#### [SEZIONE DEL DOCUMENTO]
<<<<
Secondo una tradizione ormai consolidata per questi editoriali, se ne dichiarano anzitutto l'occasione prossima ed insieme le radici più di fondo. Il punto di partenza è il primo di due articoli dedicati al tema delle demenze ("Malattia di Alzheimer: farmaci e/o assistenza?"). Il tema è già stato indirettamente toccato attraverso i profili dei farmaci utilizzati, ma si è deciso di dedicargli una attenzione particolare, non solo a scopo di aggiornamento, ma per adottare questo problema come oggetto d'interesse prolungato anche al di là dei due contributi sopra ricordati (il secondo, dedicato più direttamente agli interventi di assistenza-trattamento, uscirà sul numero di settembre del bollettino). Si vorrebbe compiere un viaggio in compagnia delle tante, diverse, più o meno [s]conosciute popolazioni che vivono nell'universo diagnostico delle demenze, perché si pensa che possano essere una guida particolarmente istruttiva per seguire più da vicino, da dentro, lo sviluppo conoscitivo, ma ancor più per comprendere quali sono gli orizzonti, le possibilità, gli obblighi della medicina nel rapporto con un problema che pone domande non solo di conoscenza, ma di valori.
>>>>
#### [CONSEGNA 1]
Spiega in una-tre frasi perché l'editoriale propone di compiere un viaggio tra le popolazioni che vivono nell'universo diagnostico delle demenze.
#### [CONSEGNA 2]
Rispondi alle seguenti domande sull'editoriale:
(a) Qual è il titolo del primo dei due articoli dedicati alle demenze?
(b) Su quale numero del bollettino uscirà il secondo articolo?
(c) Attraverso che cosa il tema era già stato toccato indirettamente?
#### [CONSEGNA 3]
Prosegui l'editoriale sulle demenze a partire dal punto in cui si interrompe.
Le voci non sono necessarie per svolgere il lavoro.

(Voci archiviate)
<<<<
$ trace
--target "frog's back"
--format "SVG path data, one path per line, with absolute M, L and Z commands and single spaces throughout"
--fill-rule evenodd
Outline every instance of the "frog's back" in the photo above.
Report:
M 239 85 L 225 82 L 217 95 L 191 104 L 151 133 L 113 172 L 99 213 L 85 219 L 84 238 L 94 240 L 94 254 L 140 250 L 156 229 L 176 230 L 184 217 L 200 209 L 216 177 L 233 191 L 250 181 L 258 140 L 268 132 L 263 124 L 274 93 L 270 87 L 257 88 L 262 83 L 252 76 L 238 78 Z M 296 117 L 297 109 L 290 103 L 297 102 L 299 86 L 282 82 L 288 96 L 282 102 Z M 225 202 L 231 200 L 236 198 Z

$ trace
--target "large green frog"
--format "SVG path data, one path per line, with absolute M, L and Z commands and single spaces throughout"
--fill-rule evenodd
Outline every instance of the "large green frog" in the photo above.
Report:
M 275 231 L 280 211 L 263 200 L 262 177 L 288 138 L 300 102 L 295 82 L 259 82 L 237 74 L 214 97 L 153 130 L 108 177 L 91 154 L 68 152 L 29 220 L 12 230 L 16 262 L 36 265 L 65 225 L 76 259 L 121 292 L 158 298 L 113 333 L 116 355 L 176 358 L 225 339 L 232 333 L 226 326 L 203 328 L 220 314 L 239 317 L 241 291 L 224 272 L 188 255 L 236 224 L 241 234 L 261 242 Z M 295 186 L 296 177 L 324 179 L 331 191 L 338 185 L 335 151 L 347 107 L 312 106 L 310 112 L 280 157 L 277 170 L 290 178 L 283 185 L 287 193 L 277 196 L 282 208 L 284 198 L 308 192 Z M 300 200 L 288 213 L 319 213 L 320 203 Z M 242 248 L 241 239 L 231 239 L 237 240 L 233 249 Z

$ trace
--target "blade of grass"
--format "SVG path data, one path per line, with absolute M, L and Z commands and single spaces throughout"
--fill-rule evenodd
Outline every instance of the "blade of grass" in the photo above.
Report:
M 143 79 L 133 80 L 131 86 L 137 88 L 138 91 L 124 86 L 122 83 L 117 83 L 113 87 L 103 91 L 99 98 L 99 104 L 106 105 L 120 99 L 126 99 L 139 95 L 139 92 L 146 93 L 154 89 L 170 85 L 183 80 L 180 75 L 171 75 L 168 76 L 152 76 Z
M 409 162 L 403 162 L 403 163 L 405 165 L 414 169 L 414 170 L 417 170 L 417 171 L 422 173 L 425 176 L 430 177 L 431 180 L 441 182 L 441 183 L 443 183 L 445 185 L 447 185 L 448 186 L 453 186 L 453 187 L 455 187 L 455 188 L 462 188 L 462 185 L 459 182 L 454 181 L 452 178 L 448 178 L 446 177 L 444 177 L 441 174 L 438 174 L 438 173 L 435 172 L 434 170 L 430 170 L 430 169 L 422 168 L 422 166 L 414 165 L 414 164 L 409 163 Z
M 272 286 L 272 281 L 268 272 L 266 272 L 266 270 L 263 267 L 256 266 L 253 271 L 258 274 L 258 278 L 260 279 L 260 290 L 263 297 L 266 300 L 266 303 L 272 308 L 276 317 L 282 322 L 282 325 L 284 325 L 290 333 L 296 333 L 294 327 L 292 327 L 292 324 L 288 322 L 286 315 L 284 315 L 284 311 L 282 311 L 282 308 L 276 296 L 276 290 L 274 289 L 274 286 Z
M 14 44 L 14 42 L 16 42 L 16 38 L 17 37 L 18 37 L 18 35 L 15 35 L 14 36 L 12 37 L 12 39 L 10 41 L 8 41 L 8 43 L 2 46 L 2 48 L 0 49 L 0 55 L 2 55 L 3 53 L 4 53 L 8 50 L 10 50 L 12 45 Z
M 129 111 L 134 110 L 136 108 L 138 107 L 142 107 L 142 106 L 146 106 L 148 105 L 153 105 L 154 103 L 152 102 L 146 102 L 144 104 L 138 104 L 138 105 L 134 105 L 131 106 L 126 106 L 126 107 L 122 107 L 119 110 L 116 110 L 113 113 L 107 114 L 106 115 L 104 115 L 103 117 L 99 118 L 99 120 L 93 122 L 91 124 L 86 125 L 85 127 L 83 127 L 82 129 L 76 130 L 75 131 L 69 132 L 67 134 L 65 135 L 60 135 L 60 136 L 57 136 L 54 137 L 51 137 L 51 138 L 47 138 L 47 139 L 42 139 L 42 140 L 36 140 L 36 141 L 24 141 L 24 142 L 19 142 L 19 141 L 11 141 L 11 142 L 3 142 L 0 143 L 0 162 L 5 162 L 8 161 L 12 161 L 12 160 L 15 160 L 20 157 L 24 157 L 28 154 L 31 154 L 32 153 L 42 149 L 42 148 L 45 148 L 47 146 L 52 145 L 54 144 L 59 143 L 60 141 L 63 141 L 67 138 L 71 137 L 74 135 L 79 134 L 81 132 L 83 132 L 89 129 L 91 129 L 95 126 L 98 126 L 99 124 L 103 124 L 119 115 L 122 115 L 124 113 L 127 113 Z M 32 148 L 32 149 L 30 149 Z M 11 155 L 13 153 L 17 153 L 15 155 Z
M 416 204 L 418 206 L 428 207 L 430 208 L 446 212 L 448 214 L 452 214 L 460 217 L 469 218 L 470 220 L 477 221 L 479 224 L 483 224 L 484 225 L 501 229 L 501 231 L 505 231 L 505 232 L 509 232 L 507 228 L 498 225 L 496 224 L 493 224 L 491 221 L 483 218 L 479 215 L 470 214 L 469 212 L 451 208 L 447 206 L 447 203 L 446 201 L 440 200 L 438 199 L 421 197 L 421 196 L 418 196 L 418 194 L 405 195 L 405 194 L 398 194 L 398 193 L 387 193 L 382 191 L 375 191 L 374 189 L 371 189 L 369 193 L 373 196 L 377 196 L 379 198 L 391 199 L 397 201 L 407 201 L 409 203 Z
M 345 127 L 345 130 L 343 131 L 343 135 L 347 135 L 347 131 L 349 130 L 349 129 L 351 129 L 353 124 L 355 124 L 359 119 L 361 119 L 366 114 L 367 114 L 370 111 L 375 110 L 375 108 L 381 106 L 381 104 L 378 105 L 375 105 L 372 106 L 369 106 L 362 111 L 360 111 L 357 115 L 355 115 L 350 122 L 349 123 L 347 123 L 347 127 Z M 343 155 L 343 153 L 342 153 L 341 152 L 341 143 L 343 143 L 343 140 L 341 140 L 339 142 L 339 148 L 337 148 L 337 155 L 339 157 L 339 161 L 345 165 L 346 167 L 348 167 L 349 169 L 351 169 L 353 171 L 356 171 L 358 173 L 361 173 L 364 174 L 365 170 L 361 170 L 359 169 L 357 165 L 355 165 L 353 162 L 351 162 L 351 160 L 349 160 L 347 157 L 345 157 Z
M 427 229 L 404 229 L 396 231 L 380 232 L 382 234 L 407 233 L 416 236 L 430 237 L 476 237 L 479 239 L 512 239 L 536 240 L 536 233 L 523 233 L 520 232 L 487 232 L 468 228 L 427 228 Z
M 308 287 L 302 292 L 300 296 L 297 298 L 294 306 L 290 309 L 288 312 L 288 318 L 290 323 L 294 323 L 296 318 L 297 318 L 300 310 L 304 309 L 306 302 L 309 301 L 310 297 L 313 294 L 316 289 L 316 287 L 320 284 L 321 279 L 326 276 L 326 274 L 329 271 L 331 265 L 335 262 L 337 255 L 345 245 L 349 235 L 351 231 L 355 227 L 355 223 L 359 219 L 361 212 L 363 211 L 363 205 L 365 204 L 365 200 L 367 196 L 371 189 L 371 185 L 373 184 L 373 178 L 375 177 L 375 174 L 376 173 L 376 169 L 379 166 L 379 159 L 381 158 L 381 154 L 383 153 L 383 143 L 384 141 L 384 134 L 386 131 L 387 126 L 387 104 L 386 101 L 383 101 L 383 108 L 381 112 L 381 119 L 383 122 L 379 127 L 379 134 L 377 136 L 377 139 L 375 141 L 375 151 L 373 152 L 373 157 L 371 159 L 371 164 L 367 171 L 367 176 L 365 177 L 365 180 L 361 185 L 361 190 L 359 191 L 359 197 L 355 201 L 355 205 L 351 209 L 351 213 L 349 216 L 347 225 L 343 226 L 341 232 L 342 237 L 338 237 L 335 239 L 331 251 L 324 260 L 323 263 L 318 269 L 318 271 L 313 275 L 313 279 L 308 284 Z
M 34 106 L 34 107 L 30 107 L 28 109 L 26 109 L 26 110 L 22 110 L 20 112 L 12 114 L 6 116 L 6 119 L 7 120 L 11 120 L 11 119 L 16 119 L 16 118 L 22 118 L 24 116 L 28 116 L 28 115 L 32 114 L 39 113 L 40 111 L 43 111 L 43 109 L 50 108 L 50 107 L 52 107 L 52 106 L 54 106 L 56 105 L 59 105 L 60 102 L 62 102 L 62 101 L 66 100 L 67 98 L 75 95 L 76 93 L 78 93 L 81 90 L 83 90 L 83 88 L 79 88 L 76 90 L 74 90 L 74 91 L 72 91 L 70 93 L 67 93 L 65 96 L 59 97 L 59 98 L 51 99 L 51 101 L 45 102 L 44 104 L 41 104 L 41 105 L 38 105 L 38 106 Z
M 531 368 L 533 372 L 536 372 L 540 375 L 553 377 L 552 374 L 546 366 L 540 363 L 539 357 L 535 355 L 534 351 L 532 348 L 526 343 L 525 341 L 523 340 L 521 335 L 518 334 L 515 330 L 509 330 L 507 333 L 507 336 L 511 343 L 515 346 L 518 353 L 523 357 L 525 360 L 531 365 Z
>>>>
#### [RISPOSTA FINALE 1]
Queste popolazioni possono essere una guida particolarmente istruttiva per seguire più da vicino, da dentro, lo sviluppo conoscitivo. Soprattutto, aiutano a comprendere gli orizzonti, le possibilità e gli obblighi della medicina davanti a un problema che pone domande non solo di conoscenza, ma di valori.

#### [RISPOSTA FINALE 2]
(a) "Malattia di Alzheimer: farmaci e/o assistenza?"
(b) Sul numero di settembre.
(c) Attraverso i profili dei farmaci utilizzati.

#### [RISPOSTA FINALE 3]
Materiali di viaggio
Per chi volesse "viaggiare informato" su questo percorso si consigliano tre letture, che sono nello stesso tempo molto concrete, e più generalmente rappresentative dello spettro di interessi cui è necessario essere aperti.
La prima è una "nota CUF" atipica, molto bella, pubblicata con il titolo "Alzheimer problema sociale e della famiglia" sul Il Sole 24 Ore/Sanità dell'11-17 maggio 1999, insieme alle sintesi della ricerca CENSIS sull'impatto della patologia nel tessuto sociale.
La nota è "atipica" per la sua estensione, l'impianto fortemente strutturato, che rimanda a tutta la filosofia del Piano Sanitario Nazionale e delle priorità dei suoi "patti di solidarietà", la collocazione del problema farmacologico all'interno del quadro epidemiologico e sociale più complessivo delle demenze. La "nota CUF" è anche disponibile sul sito web del Dipartimento del farmaco, ed è un buon esempio di metodologia, e di invito al dialogo, in preparazione alla eventuale-attesa rimborsabilità dei farmaci.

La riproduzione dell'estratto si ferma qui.